***** Records to process

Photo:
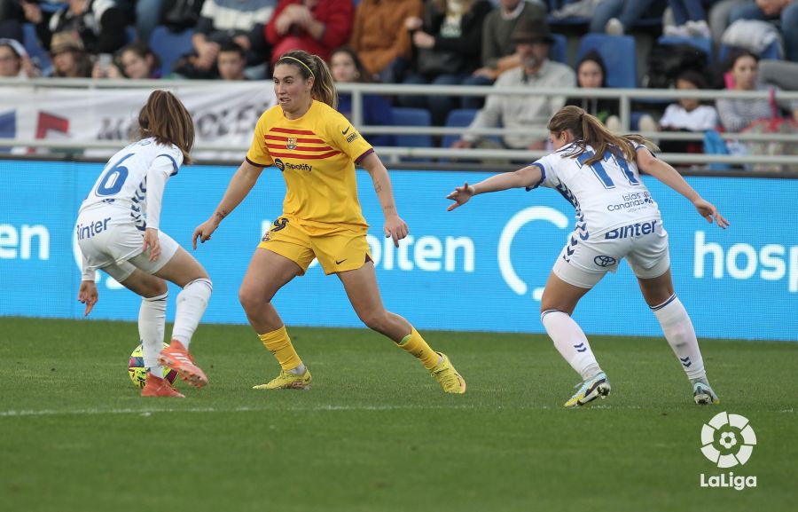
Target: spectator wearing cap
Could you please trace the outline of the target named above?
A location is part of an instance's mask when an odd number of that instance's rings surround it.
[[[304,50],[329,60],[349,40],[352,0],[280,0],[266,25],[271,63],[291,50]]]
[[[525,0],[499,0],[498,9],[485,17],[482,26],[482,67],[463,82],[464,85],[490,85],[499,75],[520,66],[512,32],[520,23],[533,18],[544,19],[546,9],[540,4]],[[464,108],[479,108],[482,105],[479,96],[463,98]]]
[[[398,62],[409,61],[412,56],[411,33],[404,20],[420,20],[423,14],[421,0],[361,0],[355,11],[349,47],[372,78],[379,76],[386,83],[397,81]]]
[[[116,0],[69,0],[47,22],[37,27],[43,42],[59,32],[74,32],[90,54],[114,53],[125,45],[128,21]],[[52,43],[50,43],[51,46]]]
[[[50,43],[52,76],[88,78],[91,76],[91,59],[80,37],[74,32],[57,32]]]
[[[549,60],[549,49],[554,43],[548,24],[543,20],[521,23],[512,34],[512,43],[521,65],[509,69],[494,83],[496,88],[523,87],[528,94],[490,94],[477,113],[463,138],[453,147],[486,146],[482,136],[474,133],[481,128],[539,129],[545,130],[549,119],[566,103],[565,96],[544,96],[540,88],[569,89],[576,84],[576,75],[569,67]],[[545,135],[516,133],[503,138],[503,146],[510,149],[539,150],[545,147]]]
[[[0,39],[0,77],[26,79],[41,75],[19,41]]]
[[[246,80],[244,69],[246,67],[246,52],[238,43],[232,41],[222,44],[216,55],[216,69],[222,80]]]

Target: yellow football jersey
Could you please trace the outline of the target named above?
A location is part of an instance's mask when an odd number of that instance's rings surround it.
[[[279,105],[264,112],[246,161],[280,169],[286,187],[284,215],[310,224],[368,227],[357,201],[355,162],[372,151],[346,117],[313,100],[299,119],[286,118]]]

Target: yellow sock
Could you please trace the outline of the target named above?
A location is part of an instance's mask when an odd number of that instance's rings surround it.
[[[412,327],[411,328],[412,329],[411,334],[404,336],[404,339],[399,343],[399,347],[419,359],[427,370],[433,369],[438,364],[438,353],[429,348],[419,331]]]
[[[270,333],[258,335],[258,337],[261,338],[263,346],[274,354],[280,367],[286,372],[302,364],[302,360],[299,358],[299,355],[293,350],[293,345],[291,344],[291,338],[288,337],[286,326]]]

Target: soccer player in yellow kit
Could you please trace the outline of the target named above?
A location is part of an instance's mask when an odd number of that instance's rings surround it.
[[[465,393],[466,381],[446,355],[433,351],[403,318],[382,304],[366,241],[368,224],[357,201],[355,164],[372,177],[385,216],[385,235],[398,247],[407,224],[396,212],[387,170],[349,122],[335,110],[330,70],[317,55],[285,53],[275,63],[278,105],[261,115],[246,159],[231,178],[214,214],[192,236],[205,242],[240,203],[264,167],[286,180],[283,214],[258,244],[239,290],[239,300],[263,345],[282,371],[256,390],[308,389],[310,372],[291,343],[271,303],[284,285],[318,259],[325,274],[343,283],[357,316],[418,358],[447,393]]]

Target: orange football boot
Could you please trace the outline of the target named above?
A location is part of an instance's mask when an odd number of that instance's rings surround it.
[[[160,379],[153,374],[147,375],[147,382],[141,390],[142,397],[175,397],[184,398],[185,397],[169,384],[166,379]]]
[[[177,340],[172,340],[168,347],[160,351],[158,363],[180,374],[183,380],[192,386],[201,388],[207,383],[205,372],[194,364],[194,358]]]

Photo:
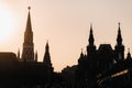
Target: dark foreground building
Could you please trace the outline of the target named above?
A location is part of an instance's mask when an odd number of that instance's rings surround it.
[[[132,88],[132,58],[124,58],[124,45],[119,23],[117,44],[95,45],[92,25],[87,54],[81,52],[78,65],[54,73],[50,45],[45,45],[43,62],[34,54],[33,31],[29,8],[22,56],[18,52],[0,53],[0,88]]]
[[[117,68],[114,67],[114,72],[116,70],[120,72],[119,69],[124,67],[122,63],[127,61],[124,59],[124,45],[122,44],[120,23],[119,23],[117,44],[114,46],[114,50],[111,47],[110,44],[100,44],[99,48],[96,47],[94,33],[92,33],[92,26],[90,26],[90,34],[89,34],[88,42],[89,44],[87,46],[87,54],[84,54],[81,52],[80,57],[78,59],[78,65],[77,65],[76,74],[75,74],[75,87],[76,88],[99,87],[100,85],[99,82],[103,81],[103,79],[99,80],[99,77],[102,75],[101,73],[105,73],[108,69],[109,70],[113,69],[113,67],[117,64],[119,64],[119,66]],[[128,58],[131,59],[130,53],[128,54]],[[121,77],[122,79],[117,78],[118,84],[116,84],[116,81],[112,81],[112,79],[116,77],[112,78],[111,75],[109,75],[110,77],[109,79],[111,80],[110,84],[118,85],[119,82],[122,82],[121,80],[123,81],[124,79],[127,80],[127,78],[122,76]],[[102,87],[102,88],[110,88],[110,87]],[[119,86],[116,86],[116,87],[119,87]],[[122,88],[122,87],[123,86],[119,88]]]

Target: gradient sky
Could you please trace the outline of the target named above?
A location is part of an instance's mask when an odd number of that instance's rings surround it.
[[[0,52],[22,53],[29,6],[34,51],[41,62],[48,40],[56,72],[77,64],[88,45],[90,23],[97,47],[101,43],[114,47],[121,22],[125,53],[132,50],[132,0],[0,0]]]

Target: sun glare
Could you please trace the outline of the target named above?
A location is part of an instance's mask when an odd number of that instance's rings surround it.
[[[14,20],[12,12],[6,8],[0,7],[0,42],[9,40],[14,33]]]

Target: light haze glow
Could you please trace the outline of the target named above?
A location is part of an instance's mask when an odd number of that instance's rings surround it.
[[[0,41],[0,51],[22,52],[22,43],[31,6],[31,20],[35,50],[41,62],[46,40],[53,66],[59,72],[65,66],[76,65],[81,48],[86,51],[90,23],[94,25],[95,43],[116,45],[118,22],[121,22],[123,44],[132,50],[132,0],[0,0],[7,8],[4,18],[11,36]],[[0,6],[0,13],[2,7]],[[8,12],[7,12],[8,11]],[[0,16],[1,18],[1,16]],[[3,19],[2,18],[2,19]],[[3,25],[0,25],[0,30]],[[3,31],[3,34],[7,33]]]

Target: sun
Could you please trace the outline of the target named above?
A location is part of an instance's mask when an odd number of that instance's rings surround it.
[[[10,38],[14,31],[14,20],[12,12],[0,6],[0,42],[7,41]]]

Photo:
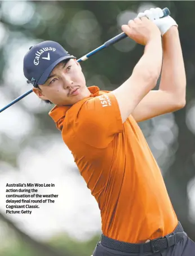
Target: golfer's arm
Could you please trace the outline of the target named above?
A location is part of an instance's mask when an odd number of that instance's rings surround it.
[[[163,60],[159,90],[150,91],[132,113],[137,122],[176,111],[185,104],[186,78],[178,28],[162,37]]]
[[[162,60],[161,37],[157,36],[145,46],[144,53],[131,77],[113,91],[124,122],[142,99],[153,89],[159,76]]]
[[[163,62],[159,90],[173,96],[175,104],[185,103],[186,78],[178,29],[172,27],[162,37]]]

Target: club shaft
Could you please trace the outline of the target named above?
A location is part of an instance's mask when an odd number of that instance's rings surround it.
[[[162,10],[162,11],[163,11],[163,15],[161,17],[166,17],[166,16],[170,15],[170,11],[168,8],[164,8]],[[110,46],[110,45],[114,45],[114,43],[117,43],[117,42],[119,42],[121,40],[122,40],[124,38],[126,38],[126,37],[127,37],[127,36],[124,32],[122,32],[121,34],[116,36],[114,37],[113,37],[112,38],[110,39],[108,41],[105,42],[103,45],[101,45],[101,46],[99,46],[99,47],[98,47],[96,49],[94,50],[93,51],[91,51],[90,52],[86,54],[86,55],[83,56],[80,59],[78,59],[77,60],[77,61],[78,62],[84,61],[85,60],[86,60],[87,59],[88,59],[91,56],[94,55],[94,54],[99,52],[101,50],[103,50],[105,48],[107,48],[107,47]],[[12,105],[16,103],[16,102],[19,101],[19,100],[21,100],[22,99],[23,99],[24,97],[28,95],[32,92],[33,92],[33,90],[31,89],[29,91],[27,91],[26,92],[24,93],[24,94],[22,94],[19,97],[17,98],[16,99],[10,102],[10,103],[9,103],[8,105],[5,106],[4,108],[0,109],[0,113],[2,112],[2,111],[5,111],[7,108],[9,108],[10,107],[11,107],[11,105]]]

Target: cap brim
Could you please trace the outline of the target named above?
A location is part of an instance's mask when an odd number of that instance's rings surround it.
[[[45,83],[52,70],[59,63],[60,63],[60,62],[62,61],[63,60],[68,60],[70,59],[76,59],[76,58],[73,55],[64,56],[63,57],[61,57],[55,61],[53,62],[53,63],[47,68],[47,69],[45,71],[40,78],[38,80],[37,82],[36,83],[37,85],[43,85],[44,83]]]

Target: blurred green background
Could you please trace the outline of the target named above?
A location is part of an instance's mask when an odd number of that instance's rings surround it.
[[[30,90],[23,73],[29,48],[55,41],[79,58],[121,32],[150,7],[167,7],[179,25],[187,79],[184,108],[139,123],[179,220],[195,240],[195,2],[0,2],[0,108]],[[112,90],[130,75],[143,47],[123,39],[81,64],[87,85]],[[87,256],[101,233],[98,205],[47,113],[31,94],[0,114],[0,255]],[[6,184],[48,182],[54,204],[32,215],[5,214]],[[166,211],[166,209],[165,209]]]

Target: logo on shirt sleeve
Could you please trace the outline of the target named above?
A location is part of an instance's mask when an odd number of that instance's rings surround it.
[[[107,94],[104,94],[99,97],[99,100],[102,107],[112,106],[110,100]]]

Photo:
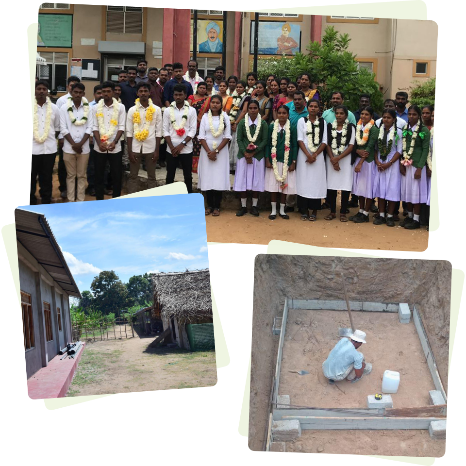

**********

- **What the task requires**
Copy the entries from the line with "Target: blurred green background" through the end of the records, both included, and leave the pictures out.

- **Exercise result**
Target: blurred green background
Could you please trace the outline of the target named above?
A location is part of an instance's mask when an odd number of that instance's rings surround it.
[[[30,90],[23,73],[29,48],[55,41],[79,58],[121,32],[150,7],[167,7],[179,25],[187,79],[184,108],[139,123],[179,220],[195,240],[195,2],[0,2],[0,108]],[[112,90],[130,75],[143,47],[123,39],[81,64],[87,85]],[[87,256],[101,233],[98,205],[47,113],[31,94],[0,114],[0,255]],[[6,184],[48,182],[54,204],[32,215],[5,214]],[[166,211],[166,209],[165,209]]]

Target: logo on shirt sleeve
Could you please trace the outline of the target named above?
A location is part of an instance's mask when an odd number of that instance's rings surround it.
[[[107,94],[104,94],[99,97],[99,100],[102,107],[112,106],[110,100]]]

Photo:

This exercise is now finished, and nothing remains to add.